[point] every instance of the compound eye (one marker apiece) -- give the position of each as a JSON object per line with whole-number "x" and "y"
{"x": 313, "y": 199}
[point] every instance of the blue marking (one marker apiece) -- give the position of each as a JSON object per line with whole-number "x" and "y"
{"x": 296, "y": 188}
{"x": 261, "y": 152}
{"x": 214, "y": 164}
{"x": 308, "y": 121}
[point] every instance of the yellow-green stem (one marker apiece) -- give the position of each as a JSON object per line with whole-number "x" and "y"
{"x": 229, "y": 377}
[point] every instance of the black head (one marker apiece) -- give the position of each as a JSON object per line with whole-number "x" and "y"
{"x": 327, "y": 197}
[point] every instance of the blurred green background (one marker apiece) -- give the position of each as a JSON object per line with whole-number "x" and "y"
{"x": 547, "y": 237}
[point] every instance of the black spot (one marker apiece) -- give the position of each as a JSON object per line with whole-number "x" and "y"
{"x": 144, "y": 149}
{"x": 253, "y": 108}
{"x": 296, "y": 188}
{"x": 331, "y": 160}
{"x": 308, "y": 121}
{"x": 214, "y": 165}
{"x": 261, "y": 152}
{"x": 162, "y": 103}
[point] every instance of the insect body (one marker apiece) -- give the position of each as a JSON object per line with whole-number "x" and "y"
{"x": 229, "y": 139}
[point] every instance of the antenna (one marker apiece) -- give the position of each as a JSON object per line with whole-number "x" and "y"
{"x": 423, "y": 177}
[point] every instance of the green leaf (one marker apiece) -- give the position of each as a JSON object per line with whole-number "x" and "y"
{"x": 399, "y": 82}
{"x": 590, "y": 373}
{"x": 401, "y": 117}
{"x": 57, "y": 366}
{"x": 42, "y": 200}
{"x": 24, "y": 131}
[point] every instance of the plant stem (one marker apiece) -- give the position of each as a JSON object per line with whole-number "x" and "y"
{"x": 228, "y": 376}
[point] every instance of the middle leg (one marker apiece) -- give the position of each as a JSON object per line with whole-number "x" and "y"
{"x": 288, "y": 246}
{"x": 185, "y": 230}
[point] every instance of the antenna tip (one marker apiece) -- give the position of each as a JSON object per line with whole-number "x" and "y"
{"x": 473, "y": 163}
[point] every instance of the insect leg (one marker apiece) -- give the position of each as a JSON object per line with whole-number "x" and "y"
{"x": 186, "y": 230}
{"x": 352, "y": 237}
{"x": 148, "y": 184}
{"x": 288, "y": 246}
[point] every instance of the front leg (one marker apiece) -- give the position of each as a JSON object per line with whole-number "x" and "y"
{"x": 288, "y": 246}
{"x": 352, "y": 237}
------------------------------------------------------------
◆ **TASK TO COMPLETE**: Copy exactly, and only, the lines from the line that contains "[point] every instance of the antenna tip" through the end of the data above.

◆ **EXERCISE OUTPUT**:
[point] every instance of the antenna tip (one marker apiece) -- give the position of each as a JSON object per line with whole-number "x" and "y"
{"x": 473, "y": 163}
[point] every instance of the insect leg (one marker apiece) -- give the position of each as a JSON object per line with whole-number "x" and "y"
{"x": 186, "y": 230}
{"x": 352, "y": 237}
{"x": 148, "y": 184}
{"x": 288, "y": 246}
[point] every instance of the front leg (one marker apiece) -- give the position of each as a JSON object per line with whole-number "x" and "y"
{"x": 288, "y": 246}
{"x": 352, "y": 237}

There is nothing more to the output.